§ Document text
.....

AI / Machine Learning
-
May 11, 2020

MACHINE LEARNING - CHAPTER 1 - Introduction

Machine learning is one of the hottest topics nowadays. People talk about machine learning as if it is magic. Organizations are racing to integrate machine learning into their functions. Everyone talks about it, but not too many people know what it really is. It is just math and statistics plus data!

Machine learning is an analytical method that automates model building by learning from the available data, identifying patterns and making decisions with minimal human intervention. Since lots of articles in the industry take some words for granted, in this article important definitions and concepts are clarified. Once you are clear about these concepts, it is going to be easier to read more specific details about each machine learning technique.

Definitions

Before getting deeper into Machine Learning, it is necessary to clarify certain concepts used in many articles and books. Important terms are listed below:

  • Sample: it is a segment of the population. 
  • Training set: set used for learning. 
  • Validation set: set used to correct mistakes learned from the training set.
  • Test set: set used to check how well the algorithm has learned. 
  • Normalization: set the same scale to all the variables.
  • Objective function: function which you are trying to minimize/maximize.
  • Cost function: represents the error for the entire training set.
  • Loss function: computes the error for a single training example. Sometimes cost and loss function are used interchangeably. Because in the end when you are trying to minimize the loss function in each iteration, the overall objective is to minimize the cost function.
  • Times series data vs Cross-sectional: while times series refers to data for which the observations are collected over intervals of times, the observations for cross-sectional data are for a single point in time.

.....

§ Records shown
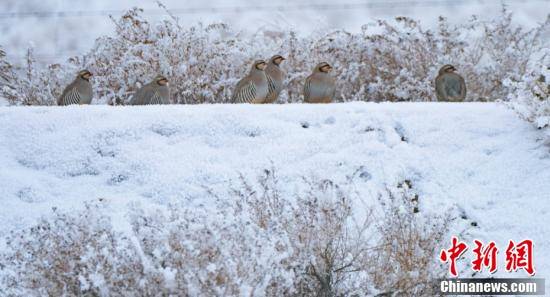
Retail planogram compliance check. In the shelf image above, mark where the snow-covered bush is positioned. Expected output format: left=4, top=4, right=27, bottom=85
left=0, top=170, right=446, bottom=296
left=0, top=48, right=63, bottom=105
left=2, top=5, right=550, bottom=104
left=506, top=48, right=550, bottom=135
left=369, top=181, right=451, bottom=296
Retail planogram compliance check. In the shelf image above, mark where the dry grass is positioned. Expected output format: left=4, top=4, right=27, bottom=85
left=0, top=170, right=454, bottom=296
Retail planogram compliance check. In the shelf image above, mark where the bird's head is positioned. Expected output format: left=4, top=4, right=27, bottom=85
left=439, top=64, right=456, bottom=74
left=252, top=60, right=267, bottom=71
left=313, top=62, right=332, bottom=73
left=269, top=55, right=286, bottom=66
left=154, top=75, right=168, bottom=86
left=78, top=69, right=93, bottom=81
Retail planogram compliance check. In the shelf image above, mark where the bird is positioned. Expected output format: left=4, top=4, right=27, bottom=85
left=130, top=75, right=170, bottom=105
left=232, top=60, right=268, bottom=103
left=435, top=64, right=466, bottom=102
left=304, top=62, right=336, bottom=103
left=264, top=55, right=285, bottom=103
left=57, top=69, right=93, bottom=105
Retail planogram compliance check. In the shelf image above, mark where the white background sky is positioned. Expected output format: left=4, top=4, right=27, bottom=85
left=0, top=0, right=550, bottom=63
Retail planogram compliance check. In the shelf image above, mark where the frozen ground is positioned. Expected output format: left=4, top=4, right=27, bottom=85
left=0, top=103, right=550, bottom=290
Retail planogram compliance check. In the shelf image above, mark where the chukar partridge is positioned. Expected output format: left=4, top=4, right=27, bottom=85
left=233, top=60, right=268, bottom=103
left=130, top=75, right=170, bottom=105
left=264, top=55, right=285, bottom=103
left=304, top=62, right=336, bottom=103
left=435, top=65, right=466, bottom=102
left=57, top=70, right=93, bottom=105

.....

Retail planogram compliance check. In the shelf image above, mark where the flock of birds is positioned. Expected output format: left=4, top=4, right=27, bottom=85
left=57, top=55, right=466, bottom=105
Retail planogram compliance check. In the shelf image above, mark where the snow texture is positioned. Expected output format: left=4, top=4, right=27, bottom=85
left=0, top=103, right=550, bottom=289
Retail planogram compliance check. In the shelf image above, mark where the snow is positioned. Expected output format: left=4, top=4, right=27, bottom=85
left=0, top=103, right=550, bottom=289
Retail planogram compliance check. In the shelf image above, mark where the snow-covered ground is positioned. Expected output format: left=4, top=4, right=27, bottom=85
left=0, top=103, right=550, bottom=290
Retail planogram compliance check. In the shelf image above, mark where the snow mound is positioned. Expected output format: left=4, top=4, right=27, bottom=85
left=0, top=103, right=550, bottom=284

.....

§ Aim of the exercise
Quote the machine learning introduction word for word from "AI / Machine" up to and including "machine learning technique.". The items above were taken from a different source than the article.

§ Complete output
AI / Machine Learning
-
May 11, 2020

MACHINE LEARNING - CHAPTER 1 - Introduction

Machine learning is one of the hottest topics nowadays. People talk about machine learning as if it is magic. Organizations are racing to integrate machine learning into their functions. Everyone talks about it, but not too many people know what it really is. It is just math and statistics plus data!

Machine learning is an analytical method that automates model building by learning from the available data, identifying patterns and making decisions with minimal human intervention. Since lots of articles in the industry take some words for granted, in this article important definitions and concepts are clarified. Once you are clear about these concepts, it is going to be easier to read more specific details about each machine learning technique.